▶ Problem details
For the material below, return exactly the lines starting at the one holding "Query: blue pool water" and ending at the one holding "of the metal", counting both as part of the range.
───── Provided records
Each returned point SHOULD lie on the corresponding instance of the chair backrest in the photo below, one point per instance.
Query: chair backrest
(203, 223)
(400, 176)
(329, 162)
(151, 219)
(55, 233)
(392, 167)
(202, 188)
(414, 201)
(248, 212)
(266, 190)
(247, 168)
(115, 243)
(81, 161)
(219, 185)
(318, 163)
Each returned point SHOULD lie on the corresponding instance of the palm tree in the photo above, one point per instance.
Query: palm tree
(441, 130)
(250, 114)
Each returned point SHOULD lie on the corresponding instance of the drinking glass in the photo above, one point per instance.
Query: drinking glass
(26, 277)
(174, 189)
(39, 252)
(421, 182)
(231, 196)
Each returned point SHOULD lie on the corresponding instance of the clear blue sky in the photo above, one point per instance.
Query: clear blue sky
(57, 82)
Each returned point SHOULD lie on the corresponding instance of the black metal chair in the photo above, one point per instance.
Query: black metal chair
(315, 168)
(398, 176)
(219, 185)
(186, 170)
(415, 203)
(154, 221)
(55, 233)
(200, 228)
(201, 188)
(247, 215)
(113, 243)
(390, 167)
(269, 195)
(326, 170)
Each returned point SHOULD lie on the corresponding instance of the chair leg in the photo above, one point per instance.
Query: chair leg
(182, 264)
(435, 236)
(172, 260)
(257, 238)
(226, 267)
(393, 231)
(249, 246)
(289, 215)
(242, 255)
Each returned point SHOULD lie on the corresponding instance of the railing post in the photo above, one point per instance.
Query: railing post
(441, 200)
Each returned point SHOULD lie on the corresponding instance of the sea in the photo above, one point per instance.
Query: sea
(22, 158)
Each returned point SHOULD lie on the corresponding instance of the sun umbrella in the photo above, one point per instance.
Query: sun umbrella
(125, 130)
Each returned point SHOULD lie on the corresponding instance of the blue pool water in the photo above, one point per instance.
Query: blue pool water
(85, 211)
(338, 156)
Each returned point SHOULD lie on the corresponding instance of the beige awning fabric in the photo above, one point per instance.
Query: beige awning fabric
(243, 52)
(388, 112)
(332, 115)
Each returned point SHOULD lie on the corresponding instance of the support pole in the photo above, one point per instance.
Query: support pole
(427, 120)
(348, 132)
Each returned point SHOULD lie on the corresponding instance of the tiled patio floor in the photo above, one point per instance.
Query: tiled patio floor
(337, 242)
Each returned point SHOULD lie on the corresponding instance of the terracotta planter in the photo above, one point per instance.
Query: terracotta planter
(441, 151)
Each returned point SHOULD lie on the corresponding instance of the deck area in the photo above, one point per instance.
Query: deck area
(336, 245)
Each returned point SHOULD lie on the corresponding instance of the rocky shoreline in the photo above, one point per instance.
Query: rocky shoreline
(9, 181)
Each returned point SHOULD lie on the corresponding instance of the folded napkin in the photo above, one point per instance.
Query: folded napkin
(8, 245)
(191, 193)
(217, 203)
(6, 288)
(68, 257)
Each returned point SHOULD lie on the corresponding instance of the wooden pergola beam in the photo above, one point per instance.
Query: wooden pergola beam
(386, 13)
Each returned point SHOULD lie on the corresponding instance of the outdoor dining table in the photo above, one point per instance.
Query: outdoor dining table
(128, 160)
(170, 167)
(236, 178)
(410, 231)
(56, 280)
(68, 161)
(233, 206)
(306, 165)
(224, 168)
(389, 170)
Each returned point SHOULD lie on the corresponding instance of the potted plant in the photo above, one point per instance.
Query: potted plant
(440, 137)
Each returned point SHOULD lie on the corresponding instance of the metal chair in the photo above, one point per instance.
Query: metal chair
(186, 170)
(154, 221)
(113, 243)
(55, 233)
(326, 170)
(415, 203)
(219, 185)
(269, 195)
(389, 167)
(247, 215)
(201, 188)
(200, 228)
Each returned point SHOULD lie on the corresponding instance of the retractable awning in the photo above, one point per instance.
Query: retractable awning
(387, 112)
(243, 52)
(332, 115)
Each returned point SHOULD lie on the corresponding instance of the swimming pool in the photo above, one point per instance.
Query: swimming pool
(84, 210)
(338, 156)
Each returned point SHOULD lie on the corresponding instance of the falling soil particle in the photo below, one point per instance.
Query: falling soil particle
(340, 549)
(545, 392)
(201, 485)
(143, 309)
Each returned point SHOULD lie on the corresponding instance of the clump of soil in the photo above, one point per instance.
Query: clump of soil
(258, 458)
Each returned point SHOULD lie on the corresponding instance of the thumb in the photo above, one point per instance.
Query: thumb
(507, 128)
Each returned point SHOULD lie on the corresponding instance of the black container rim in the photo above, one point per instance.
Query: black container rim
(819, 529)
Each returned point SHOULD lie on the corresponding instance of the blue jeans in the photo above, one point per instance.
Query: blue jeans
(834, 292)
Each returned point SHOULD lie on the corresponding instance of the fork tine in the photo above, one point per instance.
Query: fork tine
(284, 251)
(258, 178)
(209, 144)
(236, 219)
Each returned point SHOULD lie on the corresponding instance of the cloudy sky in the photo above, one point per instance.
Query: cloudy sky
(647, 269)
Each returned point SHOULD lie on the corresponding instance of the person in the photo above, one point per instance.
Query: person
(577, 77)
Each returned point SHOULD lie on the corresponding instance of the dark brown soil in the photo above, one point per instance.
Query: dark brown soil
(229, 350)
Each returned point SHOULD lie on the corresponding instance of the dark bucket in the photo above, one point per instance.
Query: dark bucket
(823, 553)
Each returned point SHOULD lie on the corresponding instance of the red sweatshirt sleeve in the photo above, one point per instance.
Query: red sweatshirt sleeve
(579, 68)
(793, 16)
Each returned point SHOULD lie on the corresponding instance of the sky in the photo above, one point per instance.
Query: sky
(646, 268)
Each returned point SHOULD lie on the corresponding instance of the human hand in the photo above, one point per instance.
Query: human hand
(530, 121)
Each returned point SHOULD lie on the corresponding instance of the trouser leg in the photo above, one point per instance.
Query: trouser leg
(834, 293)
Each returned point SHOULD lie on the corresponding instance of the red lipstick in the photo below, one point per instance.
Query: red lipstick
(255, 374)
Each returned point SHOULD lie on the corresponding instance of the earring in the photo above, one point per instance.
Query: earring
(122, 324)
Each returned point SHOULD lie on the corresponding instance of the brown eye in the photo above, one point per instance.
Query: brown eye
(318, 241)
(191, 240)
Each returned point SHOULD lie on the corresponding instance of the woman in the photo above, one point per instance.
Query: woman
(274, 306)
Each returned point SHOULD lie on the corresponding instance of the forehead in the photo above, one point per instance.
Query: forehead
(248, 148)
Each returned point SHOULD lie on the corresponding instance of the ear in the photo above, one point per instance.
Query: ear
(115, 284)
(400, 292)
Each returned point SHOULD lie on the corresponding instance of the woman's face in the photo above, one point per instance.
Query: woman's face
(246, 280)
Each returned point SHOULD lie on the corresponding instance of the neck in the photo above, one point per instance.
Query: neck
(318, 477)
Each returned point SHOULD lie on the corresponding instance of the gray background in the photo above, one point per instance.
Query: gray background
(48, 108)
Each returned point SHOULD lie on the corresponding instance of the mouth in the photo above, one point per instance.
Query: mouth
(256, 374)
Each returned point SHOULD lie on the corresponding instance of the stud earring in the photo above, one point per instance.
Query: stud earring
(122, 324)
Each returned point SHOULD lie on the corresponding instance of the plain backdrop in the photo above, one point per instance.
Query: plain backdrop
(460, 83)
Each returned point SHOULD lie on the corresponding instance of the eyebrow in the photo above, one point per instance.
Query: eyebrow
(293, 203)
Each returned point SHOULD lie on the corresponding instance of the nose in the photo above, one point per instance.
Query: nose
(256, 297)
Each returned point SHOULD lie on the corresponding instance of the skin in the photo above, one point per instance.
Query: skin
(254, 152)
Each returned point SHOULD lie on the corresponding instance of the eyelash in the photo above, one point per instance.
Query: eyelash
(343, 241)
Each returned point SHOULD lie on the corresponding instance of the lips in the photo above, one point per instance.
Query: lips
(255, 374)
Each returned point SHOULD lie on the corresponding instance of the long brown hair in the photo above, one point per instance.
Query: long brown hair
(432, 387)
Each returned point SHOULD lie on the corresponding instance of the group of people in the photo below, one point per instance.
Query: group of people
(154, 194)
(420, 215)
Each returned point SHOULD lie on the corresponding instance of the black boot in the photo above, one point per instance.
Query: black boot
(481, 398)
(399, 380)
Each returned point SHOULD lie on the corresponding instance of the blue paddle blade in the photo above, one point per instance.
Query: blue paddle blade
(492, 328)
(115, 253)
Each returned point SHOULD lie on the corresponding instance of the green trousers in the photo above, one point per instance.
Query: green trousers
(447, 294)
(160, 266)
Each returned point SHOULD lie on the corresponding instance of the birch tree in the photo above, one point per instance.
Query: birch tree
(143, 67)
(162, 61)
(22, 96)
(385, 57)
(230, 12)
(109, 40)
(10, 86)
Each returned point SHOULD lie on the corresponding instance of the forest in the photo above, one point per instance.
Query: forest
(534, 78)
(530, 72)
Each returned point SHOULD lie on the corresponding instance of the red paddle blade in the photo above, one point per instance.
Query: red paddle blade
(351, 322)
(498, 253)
──────────
▶ Output
Query: blue pool water
(85, 211)
(338, 156)
Each returned point SHOULD lie on the corresponding instance of the beige awning fabric in the photo above, one point per instance.
Query: beige awning fabric
(243, 52)
(388, 112)
(332, 115)
Each returned point SHOULD lie on the corresponding instance of the support pole in the photo above, one point per instance.
Query: support pole
(427, 120)
(348, 132)
Each returned point SHOULD lie on the corresponding instance of the tiled patio floor in the photo above, one point per instance.
Query: tiled patio floor
(337, 242)
Each returned point SHOULD lie on the corresponding instance of the terracotta planter in the photo above, one point per instance.
Query: terracotta planter
(441, 151)
Each returned point SHOULD lie on the corresponding instance of the deck area in the photo above, one point per instance.
Query: deck area
(336, 245)
Each returned point SHOULD lie on the corresponding instance of the rocky shoreline in the photo above, one point per instance.
Query: rocky shoreline
(9, 181)
Each returned point SHOULD lie on the corresponding instance of the folded napkin in the photo above, one point per instance.
Query: folded napkin
(8, 245)
(191, 193)
(217, 203)
(6, 288)
(68, 257)
Each returned point SHOULD lie on the corresponding instance of the wooden pergola beam in the photo above, one point per instance.
Query: wooden pergola beam
(386, 13)
Each returned point SHOULD lie on the corresponding instance of the outdoor dining table in the photo above, one point per instance.
Query: outdoor dining table
(128, 160)
(170, 167)
(236, 178)
(410, 231)
(56, 280)
(68, 161)
(233, 206)
(306, 165)
(224, 168)
(389, 170)
Each returned point SHOULD lie on the corresponding instance of the potted plant in the photo above, one point per instance.
Query: potted plant
(440, 137)
Each returned point SHOULD lie on the corresponding instance of the metal chair in the photo above, one point per instance.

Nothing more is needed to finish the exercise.